Task item
Your task is to copy every line below that contains the word "steep".

Content starts

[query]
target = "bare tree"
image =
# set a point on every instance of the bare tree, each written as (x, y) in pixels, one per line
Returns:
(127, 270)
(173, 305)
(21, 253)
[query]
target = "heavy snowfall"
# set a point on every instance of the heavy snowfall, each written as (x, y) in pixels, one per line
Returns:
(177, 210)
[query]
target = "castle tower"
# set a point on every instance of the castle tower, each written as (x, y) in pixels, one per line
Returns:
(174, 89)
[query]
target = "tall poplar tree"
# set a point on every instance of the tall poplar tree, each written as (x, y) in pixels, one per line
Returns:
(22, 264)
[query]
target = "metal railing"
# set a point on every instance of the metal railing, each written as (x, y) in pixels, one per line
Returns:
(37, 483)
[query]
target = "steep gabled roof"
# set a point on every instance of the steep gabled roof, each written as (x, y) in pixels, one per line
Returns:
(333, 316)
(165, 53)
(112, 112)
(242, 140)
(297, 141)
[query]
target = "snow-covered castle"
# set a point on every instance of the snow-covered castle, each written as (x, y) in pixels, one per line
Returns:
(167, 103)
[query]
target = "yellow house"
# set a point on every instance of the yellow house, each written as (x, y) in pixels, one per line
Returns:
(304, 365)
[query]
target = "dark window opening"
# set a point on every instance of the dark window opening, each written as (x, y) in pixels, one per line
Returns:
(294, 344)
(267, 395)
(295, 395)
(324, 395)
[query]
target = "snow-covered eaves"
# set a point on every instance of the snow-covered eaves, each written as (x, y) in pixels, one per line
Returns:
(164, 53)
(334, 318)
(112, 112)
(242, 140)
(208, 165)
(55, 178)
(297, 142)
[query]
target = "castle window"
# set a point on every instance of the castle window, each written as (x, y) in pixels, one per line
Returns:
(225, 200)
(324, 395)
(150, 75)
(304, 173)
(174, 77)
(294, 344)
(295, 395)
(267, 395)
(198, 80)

Content ends
Content starts

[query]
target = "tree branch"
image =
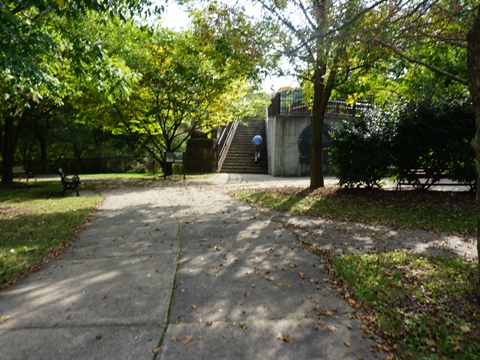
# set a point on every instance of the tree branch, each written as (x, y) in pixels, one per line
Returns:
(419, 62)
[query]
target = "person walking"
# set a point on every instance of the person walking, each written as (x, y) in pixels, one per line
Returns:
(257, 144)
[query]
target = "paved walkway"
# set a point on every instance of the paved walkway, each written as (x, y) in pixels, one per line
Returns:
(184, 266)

Content ends

Output below
target = "steep gabled roof"
# set a point on every instance of the steep gabled roof, each written as (x, y) in pixels, one per line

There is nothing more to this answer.